To be done: Reproduce each line of the material exactly, minus any picture.

Supplied information:
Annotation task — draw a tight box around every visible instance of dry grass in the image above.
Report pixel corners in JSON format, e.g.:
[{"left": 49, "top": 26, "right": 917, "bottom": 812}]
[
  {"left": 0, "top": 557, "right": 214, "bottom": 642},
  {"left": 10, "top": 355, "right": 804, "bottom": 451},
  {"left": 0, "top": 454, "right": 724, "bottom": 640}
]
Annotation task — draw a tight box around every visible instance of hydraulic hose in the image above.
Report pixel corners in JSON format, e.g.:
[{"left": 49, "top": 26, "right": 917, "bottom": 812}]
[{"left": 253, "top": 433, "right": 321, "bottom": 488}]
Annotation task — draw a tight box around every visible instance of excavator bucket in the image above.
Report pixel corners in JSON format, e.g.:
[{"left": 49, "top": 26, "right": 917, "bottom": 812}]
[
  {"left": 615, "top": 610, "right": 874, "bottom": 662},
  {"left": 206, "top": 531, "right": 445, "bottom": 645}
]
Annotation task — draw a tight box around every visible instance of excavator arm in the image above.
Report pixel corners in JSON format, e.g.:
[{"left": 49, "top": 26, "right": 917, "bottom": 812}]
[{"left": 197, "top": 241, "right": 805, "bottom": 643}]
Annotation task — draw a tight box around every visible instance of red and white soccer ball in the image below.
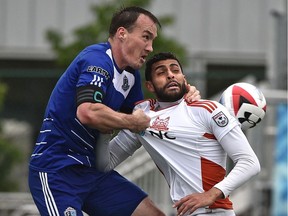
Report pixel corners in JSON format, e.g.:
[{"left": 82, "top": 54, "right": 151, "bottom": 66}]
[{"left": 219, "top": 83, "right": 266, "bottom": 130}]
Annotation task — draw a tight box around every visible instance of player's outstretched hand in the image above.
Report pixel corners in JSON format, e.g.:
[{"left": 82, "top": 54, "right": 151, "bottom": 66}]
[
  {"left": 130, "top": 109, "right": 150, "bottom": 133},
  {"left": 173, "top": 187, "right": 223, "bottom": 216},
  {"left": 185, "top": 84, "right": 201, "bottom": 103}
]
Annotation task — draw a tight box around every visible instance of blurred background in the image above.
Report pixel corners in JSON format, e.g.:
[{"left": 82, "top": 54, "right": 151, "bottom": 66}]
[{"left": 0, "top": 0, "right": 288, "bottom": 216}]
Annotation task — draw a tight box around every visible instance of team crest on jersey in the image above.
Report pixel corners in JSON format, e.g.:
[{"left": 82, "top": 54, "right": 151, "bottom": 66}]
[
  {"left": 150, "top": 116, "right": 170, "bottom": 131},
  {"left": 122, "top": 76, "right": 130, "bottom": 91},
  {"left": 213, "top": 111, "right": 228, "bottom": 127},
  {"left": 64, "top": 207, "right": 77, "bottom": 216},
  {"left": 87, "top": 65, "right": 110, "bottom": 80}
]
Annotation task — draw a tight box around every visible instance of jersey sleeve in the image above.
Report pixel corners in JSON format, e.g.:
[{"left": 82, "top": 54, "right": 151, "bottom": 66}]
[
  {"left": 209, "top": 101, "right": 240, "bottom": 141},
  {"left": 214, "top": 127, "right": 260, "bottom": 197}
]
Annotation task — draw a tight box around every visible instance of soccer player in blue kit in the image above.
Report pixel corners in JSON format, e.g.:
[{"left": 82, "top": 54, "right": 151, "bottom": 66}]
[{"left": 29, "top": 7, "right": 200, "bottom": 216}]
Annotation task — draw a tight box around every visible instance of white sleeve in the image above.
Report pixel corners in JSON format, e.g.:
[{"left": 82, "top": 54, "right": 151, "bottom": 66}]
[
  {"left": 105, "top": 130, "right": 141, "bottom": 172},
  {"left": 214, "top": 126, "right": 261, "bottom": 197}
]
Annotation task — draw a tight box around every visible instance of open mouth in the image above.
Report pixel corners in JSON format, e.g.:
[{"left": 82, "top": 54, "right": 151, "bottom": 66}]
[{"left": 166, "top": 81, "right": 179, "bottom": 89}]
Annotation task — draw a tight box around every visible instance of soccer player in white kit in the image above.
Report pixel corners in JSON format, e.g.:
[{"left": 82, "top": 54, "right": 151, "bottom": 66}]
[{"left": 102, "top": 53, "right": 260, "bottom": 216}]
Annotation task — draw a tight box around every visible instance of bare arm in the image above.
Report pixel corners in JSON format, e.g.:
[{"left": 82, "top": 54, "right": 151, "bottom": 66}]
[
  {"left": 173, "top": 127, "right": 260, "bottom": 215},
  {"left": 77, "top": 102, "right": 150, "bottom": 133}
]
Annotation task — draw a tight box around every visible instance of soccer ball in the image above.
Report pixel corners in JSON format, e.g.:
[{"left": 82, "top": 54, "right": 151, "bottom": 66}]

Full output:
Annotation task — draw a tight box around every visible instance of dry grass in the image above.
Report pixel corners in JSON format, e.g.:
[{"left": 49, "top": 26, "right": 917, "bottom": 812}]
[
  {"left": 0, "top": 557, "right": 214, "bottom": 642},
  {"left": 10, "top": 355, "right": 804, "bottom": 451},
  {"left": 0, "top": 454, "right": 724, "bottom": 640}
]
Annotation task — draw a tight box around every visible instance of hydraulic hose in the image above.
Report pixel corners in JSON format, e.g.:
[{"left": 49, "top": 26, "right": 917, "bottom": 812}]
[{"left": 253, "top": 433, "right": 321, "bottom": 488}]
Annotation task — draw a tight box around every visible instance of excavator bucket in the image above.
Report pixel corners in JSON format, e.g.:
[{"left": 49, "top": 26, "right": 917, "bottom": 812}]
[
  {"left": 615, "top": 610, "right": 874, "bottom": 662},
  {"left": 206, "top": 531, "right": 445, "bottom": 645}
]
Annotation task — draw a tight box around every visible instance of excavator arm in the image above.
Report pixel corners in JSON format, e.g.:
[{"left": 49, "top": 26, "right": 917, "bottom": 812}]
[{"left": 197, "top": 241, "right": 805, "bottom": 643}]
Annotation task — draw a tight box around every visible instance of red and white soccer ball in the image below.
Report pixel corners in JSON format, e.g.:
[{"left": 82, "top": 54, "right": 151, "bottom": 66}]
[{"left": 219, "top": 83, "right": 266, "bottom": 130}]
Annotation task — draw a tight box around every visible instance of player's outstretched hand in the image above.
Report pixel corners in JSON format, e.g.:
[{"left": 82, "top": 54, "right": 151, "bottom": 66}]
[
  {"left": 130, "top": 109, "right": 150, "bottom": 133},
  {"left": 173, "top": 187, "right": 223, "bottom": 216},
  {"left": 185, "top": 84, "right": 201, "bottom": 103}
]
Annotation task — draw a tight box around every visible instance of blurred background in the image above.
Report pixel corners in JSON format, e.g.:
[{"left": 82, "top": 54, "right": 151, "bottom": 66}]
[{"left": 0, "top": 0, "right": 288, "bottom": 216}]
Annotation task — draw a tight box around every visible instance of team crest on jersey in the image above.
Report pixel corners in JSON format, e.g.:
[{"left": 82, "top": 54, "right": 151, "bottom": 66}]
[
  {"left": 150, "top": 116, "right": 170, "bottom": 131},
  {"left": 122, "top": 76, "right": 130, "bottom": 91},
  {"left": 213, "top": 111, "right": 228, "bottom": 127},
  {"left": 64, "top": 207, "right": 77, "bottom": 216},
  {"left": 87, "top": 65, "right": 110, "bottom": 80}
]
Annotation task — draw a tight box around every visible instance of jersey sleeve in the image above.
Report pixel corners in JSON format, e.g.:
[{"left": 82, "top": 54, "right": 151, "bottom": 66}]
[
  {"left": 209, "top": 101, "right": 240, "bottom": 141},
  {"left": 214, "top": 127, "right": 260, "bottom": 197}
]
Annotation task — draw a tight box around every visible instance of soccer player in blue kit in the image above.
Report pixel corners in JSON format, e.g.:
[{"left": 82, "top": 54, "right": 151, "bottom": 66}]
[{"left": 29, "top": 7, "right": 200, "bottom": 216}]
Annotation task — draw a tight box around every visible instance of white sleeve in the image above.
Report pixel corners in JSON format, e.g.:
[{"left": 82, "top": 54, "right": 151, "bottom": 66}]
[
  {"left": 105, "top": 130, "right": 141, "bottom": 172},
  {"left": 214, "top": 126, "right": 261, "bottom": 197}
]
Annotation task — draw a tight box around every visible instance of open mouth in the image above.
Report pixel corners in JSON format, e.g.:
[{"left": 82, "top": 54, "right": 151, "bottom": 66}]
[{"left": 166, "top": 81, "right": 179, "bottom": 89}]
Annotation task — draw a tight box around every visible instance of soccer player in white kit in the image above.
Report pixel corners in JSON format, e.g.:
[{"left": 82, "top": 54, "right": 151, "bottom": 66}]
[{"left": 102, "top": 53, "right": 260, "bottom": 216}]
Annotation task — draw a tight box around every visible instance of bare arm in the image above.
Report pixel corners in JSON format, e.g.:
[{"left": 82, "top": 54, "right": 151, "bottom": 66}]
[
  {"left": 173, "top": 127, "right": 260, "bottom": 215},
  {"left": 77, "top": 102, "right": 150, "bottom": 133}
]
Annotation task — draw a tight box around every visible instance of soccer ball in the image above.
Report pixel corners in JSON format, e.g.:
[{"left": 82, "top": 54, "right": 151, "bottom": 66}]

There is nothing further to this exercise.